Saved entries
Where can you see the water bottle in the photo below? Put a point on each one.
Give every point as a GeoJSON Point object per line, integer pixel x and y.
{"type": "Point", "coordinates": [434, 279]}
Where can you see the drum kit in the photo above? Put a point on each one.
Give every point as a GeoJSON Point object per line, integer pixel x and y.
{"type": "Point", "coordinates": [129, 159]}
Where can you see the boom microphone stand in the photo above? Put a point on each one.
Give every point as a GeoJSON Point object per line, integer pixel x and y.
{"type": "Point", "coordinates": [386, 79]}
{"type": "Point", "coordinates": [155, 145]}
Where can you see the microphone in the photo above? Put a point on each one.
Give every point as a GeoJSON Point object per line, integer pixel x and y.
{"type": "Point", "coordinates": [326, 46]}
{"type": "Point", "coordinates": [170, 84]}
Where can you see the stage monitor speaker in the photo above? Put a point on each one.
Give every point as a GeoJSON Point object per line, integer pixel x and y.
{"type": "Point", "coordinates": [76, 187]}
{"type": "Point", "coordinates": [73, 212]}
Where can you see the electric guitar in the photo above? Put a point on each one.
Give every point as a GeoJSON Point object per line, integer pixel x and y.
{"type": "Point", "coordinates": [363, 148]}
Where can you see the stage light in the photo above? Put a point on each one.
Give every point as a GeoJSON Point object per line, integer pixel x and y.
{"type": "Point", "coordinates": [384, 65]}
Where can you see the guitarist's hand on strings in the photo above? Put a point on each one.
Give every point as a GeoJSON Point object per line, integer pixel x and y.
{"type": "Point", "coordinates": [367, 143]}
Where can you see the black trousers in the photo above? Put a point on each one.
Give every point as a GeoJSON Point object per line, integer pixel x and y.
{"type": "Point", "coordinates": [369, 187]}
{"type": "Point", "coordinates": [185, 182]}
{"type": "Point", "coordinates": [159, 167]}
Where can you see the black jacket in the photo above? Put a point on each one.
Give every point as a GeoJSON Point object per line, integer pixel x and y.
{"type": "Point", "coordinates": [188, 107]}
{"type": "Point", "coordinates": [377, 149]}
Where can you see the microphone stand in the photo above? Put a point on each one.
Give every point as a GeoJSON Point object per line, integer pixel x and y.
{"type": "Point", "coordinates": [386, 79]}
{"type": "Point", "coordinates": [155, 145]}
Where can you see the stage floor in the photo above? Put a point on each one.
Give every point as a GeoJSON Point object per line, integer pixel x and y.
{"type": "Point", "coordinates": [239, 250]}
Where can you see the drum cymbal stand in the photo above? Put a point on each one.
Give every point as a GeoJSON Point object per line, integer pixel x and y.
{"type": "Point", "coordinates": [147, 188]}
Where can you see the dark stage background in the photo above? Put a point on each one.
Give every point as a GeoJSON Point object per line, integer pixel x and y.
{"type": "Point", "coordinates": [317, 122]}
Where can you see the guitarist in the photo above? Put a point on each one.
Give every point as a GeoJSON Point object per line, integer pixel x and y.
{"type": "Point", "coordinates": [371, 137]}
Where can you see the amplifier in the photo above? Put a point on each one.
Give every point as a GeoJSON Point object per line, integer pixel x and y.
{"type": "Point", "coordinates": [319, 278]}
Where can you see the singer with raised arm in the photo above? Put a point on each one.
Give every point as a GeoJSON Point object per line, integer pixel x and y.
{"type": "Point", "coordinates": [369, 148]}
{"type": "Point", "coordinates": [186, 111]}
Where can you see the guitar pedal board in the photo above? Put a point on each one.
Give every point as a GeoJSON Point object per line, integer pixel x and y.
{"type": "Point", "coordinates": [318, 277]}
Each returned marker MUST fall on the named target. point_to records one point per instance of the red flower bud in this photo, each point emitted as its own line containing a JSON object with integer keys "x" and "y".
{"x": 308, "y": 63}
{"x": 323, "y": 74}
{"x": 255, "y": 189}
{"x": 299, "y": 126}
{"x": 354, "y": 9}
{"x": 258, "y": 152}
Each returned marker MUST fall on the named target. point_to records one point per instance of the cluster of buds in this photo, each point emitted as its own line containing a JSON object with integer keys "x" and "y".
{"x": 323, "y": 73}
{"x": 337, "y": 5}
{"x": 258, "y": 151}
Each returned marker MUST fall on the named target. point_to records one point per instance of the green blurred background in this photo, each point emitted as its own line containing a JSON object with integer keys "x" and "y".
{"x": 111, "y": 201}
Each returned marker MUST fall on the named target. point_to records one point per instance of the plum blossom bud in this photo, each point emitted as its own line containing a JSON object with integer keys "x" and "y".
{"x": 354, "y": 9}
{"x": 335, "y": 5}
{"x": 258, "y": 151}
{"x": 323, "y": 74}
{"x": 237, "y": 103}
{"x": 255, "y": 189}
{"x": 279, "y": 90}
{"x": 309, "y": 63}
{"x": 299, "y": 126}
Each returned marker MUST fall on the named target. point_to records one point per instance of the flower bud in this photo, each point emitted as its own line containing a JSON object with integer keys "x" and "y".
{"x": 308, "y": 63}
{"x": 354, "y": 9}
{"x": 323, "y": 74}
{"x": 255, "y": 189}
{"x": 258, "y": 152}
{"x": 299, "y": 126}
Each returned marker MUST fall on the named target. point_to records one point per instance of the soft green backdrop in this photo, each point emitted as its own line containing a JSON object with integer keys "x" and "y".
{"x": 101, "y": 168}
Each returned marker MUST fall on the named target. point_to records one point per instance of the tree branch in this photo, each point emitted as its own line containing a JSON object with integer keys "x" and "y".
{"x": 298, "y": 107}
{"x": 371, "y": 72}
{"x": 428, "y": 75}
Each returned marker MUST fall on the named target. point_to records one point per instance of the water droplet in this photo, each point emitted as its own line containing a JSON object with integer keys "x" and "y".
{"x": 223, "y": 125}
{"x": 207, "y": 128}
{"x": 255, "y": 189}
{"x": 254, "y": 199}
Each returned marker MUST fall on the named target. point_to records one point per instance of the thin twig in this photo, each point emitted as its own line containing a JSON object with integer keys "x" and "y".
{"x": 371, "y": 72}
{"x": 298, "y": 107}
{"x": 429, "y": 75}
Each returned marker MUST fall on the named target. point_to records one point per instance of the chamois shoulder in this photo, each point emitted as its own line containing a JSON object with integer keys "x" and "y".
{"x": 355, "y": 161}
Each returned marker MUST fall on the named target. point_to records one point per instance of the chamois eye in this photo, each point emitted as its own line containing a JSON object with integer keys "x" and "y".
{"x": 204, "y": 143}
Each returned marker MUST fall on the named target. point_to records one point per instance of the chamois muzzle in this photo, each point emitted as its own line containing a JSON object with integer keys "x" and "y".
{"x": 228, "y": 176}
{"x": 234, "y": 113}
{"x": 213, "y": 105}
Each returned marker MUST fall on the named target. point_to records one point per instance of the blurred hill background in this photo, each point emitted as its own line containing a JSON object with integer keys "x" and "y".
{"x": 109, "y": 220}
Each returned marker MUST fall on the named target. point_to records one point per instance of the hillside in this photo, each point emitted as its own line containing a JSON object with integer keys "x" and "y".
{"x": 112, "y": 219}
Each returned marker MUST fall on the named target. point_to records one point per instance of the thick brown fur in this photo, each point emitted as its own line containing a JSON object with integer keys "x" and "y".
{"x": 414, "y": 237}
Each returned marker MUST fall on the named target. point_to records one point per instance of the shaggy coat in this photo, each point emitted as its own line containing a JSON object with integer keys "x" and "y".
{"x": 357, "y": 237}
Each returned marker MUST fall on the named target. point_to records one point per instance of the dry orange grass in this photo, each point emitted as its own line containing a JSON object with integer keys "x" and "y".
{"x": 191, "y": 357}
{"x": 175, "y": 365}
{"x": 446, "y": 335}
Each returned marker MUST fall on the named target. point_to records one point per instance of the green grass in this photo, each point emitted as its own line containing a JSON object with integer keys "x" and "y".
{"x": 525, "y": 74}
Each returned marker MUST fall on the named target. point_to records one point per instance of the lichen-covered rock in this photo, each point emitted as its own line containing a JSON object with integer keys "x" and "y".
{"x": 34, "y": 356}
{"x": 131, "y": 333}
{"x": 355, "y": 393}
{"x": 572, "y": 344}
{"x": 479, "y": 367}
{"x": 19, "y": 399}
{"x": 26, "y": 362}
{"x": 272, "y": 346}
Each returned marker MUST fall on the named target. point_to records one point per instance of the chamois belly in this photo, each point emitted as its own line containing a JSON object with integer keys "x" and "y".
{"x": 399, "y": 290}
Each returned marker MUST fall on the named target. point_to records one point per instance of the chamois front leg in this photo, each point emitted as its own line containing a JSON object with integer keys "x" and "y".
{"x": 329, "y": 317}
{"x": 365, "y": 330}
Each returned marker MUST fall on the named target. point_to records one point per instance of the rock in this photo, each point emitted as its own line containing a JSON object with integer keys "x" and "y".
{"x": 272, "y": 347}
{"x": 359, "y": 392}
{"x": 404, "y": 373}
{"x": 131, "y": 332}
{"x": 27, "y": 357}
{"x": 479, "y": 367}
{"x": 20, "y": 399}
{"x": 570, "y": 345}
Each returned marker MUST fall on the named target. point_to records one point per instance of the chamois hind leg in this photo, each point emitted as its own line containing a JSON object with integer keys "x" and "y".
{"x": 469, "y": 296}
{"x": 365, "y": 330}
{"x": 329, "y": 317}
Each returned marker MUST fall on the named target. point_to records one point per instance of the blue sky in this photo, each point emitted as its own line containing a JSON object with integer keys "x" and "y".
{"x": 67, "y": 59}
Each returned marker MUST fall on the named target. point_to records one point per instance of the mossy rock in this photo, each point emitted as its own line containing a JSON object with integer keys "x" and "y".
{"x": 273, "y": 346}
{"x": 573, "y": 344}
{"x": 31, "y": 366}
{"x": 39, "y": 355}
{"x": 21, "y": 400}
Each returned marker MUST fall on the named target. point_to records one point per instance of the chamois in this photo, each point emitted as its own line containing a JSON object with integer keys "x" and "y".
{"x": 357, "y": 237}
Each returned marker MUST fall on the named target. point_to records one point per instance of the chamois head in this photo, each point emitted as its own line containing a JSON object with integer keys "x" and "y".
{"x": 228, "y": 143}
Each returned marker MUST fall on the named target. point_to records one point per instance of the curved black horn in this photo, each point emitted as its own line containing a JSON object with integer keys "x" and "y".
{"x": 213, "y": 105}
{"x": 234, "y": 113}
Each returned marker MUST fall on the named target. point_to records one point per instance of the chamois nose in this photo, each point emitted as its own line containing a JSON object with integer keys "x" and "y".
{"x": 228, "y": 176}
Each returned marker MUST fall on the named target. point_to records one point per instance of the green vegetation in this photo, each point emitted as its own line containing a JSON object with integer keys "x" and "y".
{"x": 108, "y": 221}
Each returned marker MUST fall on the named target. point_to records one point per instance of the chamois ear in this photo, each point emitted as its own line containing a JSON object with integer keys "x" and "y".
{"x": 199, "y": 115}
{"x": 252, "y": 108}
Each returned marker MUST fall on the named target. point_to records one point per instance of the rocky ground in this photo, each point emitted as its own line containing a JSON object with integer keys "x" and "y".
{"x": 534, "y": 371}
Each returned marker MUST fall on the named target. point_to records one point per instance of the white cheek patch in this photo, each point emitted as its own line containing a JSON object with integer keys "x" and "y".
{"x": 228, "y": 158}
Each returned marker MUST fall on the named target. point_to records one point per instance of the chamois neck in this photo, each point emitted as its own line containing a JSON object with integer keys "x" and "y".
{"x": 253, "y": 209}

• **TASK REQUIREMENTS**
The records above should be printed exactly, please, from the first line through the line containing "Where can you see the boom", with both ends kept and nothing past it.

• **EXERCISE SOLUTION**
Where can you see the water bottle in the photo below? Put a point on each one.
Give every point as a GeoJSON Point object per line, integer pixel x and y.
{"type": "Point", "coordinates": [434, 279]}
Where can you see the drum kit in the photo above? Put a point on each one.
Give every point as a GeoJSON Point object per line, integer pixel x and y.
{"type": "Point", "coordinates": [129, 159]}
Where can you see the boom microphone stand in the photo above? Put a point on each one.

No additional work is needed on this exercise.